DOCUMENT SEGMENT:
Ibsen`s Vision of the Norwegian Society

Ibsen use of humor to present the superficiality of the 19th Norwegian Century Society.

“I want to feel that I control a human destiny”

The Norwegian society of the 19th century forced individuals to follow a “social code” eradicating to express themselves, as the dramaturg Michael Paller in “Worlds of Plays” (2007) stated how “there was one correct way to behave (…) and any antisocial behavior would be punished”.

Through this, the play, Hedda Gabler, written in 1890 by Henrik Ibsen, was masked by controversy and criticism by the public’s eye since it was first performed in 1891, entitled as “motiveless” and “meaningless as this play presents humor as a crucial device to reinforce the main challenge for individuals to succeed in a façade society. Likewise, Robert M.Adams (1957) declared that humor is configured to “present a radically critical commentary on the human condition”, to demonstrate the ludicrous society by undermining Hedda’s final act to mock both, society and the audiences themselves for follow this ridiculous “social code”.

In Hedda Gabler, one of the ways that Ibsen displays the effect of humor to address the superficiality of the Norwegian society is by presenting the façade of marriage. Humor is created in the beginning of Act I through the conversation of Hedda’s husband, George Tesman, and his aunt, Ms.Tesman, to emphasize the only importance for Tesman as any middle-class man was to increase his social image by focusing only in his “academic subject”, which Hedda found extremely boring:

“Miss Tesman- Haven’t you any… as it were…any prospects of…?

GIVEN EXERCISE:
Reproduce the Hedda Gabler essay excerpt word for word, from its title to its final line. The items have no role in this.

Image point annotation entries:
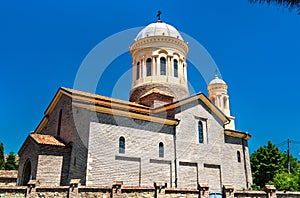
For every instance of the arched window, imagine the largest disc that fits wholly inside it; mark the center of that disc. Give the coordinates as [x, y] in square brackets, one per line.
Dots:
[162, 66]
[161, 149]
[121, 144]
[26, 173]
[200, 132]
[238, 155]
[148, 66]
[138, 70]
[175, 68]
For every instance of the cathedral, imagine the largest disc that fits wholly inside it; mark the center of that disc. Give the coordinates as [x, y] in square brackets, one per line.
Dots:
[162, 134]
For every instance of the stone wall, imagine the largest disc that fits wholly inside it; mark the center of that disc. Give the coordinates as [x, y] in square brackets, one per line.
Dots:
[216, 158]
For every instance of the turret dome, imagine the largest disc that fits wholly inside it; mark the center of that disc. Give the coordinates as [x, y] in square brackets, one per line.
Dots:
[158, 29]
[217, 80]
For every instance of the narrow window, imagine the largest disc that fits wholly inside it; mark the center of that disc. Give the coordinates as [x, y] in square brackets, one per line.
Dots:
[175, 68]
[200, 131]
[121, 144]
[138, 71]
[162, 66]
[238, 155]
[59, 123]
[148, 66]
[161, 149]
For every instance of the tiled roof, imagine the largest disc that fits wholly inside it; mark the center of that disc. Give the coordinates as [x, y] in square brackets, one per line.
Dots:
[46, 139]
[8, 173]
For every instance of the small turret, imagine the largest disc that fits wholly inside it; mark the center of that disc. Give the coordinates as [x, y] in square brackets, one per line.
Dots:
[217, 93]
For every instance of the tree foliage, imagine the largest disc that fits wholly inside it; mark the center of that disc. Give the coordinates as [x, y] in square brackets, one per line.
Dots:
[7, 163]
[11, 163]
[291, 4]
[269, 166]
[285, 181]
[265, 163]
[2, 160]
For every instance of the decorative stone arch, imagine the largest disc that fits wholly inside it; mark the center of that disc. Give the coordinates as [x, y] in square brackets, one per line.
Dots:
[26, 174]
[162, 51]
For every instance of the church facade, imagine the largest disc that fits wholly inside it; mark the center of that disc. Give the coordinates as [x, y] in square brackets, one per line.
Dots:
[162, 134]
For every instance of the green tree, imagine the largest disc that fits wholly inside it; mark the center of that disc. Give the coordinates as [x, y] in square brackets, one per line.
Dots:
[266, 162]
[11, 163]
[291, 4]
[285, 181]
[2, 160]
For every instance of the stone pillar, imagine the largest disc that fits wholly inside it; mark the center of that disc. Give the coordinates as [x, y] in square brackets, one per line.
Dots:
[203, 190]
[159, 189]
[228, 191]
[271, 191]
[116, 189]
[31, 188]
[73, 190]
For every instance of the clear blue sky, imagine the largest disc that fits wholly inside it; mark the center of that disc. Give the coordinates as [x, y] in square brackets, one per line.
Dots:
[256, 47]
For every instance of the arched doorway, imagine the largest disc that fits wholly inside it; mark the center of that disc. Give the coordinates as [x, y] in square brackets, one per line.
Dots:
[26, 173]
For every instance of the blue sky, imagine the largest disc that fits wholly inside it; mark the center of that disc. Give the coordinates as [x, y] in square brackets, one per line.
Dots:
[256, 48]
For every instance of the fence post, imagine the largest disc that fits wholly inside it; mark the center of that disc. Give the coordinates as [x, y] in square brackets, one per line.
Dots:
[160, 189]
[31, 188]
[228, 191]
[271, 191]
[73, 189]
[203, 190]
[116, 191]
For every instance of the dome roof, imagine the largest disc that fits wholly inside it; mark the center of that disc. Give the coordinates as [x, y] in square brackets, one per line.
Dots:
[158, 29]
[217, 80]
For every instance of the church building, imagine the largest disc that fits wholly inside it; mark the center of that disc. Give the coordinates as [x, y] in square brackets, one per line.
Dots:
[162, 134]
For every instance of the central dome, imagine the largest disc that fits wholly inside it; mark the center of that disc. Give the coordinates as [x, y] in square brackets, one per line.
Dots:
[158, 29]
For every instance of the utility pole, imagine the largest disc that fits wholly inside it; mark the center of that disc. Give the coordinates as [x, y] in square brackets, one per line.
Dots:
[288, 152]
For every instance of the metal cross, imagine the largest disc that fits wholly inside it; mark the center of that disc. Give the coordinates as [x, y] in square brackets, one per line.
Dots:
[158, 15]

SOLUTION:
Ibsen`s Vision of the Norwegian Society

Ibsen use of humor to present the superficiality of the 19th Norwegian Century Society.

“I want to feel that I control a human destiny”

The Norwegian society of the 19th century forced individuals to follow a “social code” eradicating to express themselves, as the dramaturg Michael Paller in “Worlds of Plays” (2007) stated how “there was one correct way to behave (…) and any antisocial behavior would be punished”.

Through this, the play, Hedda Gabler, written in 1890 by Henrik Ibsen, was masked by controversy and criticism by the public’s eye since it was first performed in 1891, entitled as “motiveless” and “meaningless as this play presents humor as a crucial device to reinforce the main challenge for individuals to succeed in a façade society. Likewise, Robert M.Adams (1957) declared that humor is configured to “present a radically critical commentary on the human condition”, to demonstrate the ludicrous society by undermining Hedda’s final act to mock both, society and the audiences themselves for follow this ridiculous “social code”.

In Hedda Gabler, one of the ways that Ibsen displays the effect of humor to address the superficiality of the Norwegian society is by presenting the façade of marriage. Humor is created in the beginning of Act I through the conversation of Hedda’s husband, George Tesman, and his aunt, Ms.Tesman, to emphasize the only importance for Tesman as any middle-class man was to increase his social image by focusing only in his “academic subject”, which Hedda found extremely boring:

“Miss Tesman- Haven’t you any… as it were…any prospects of…?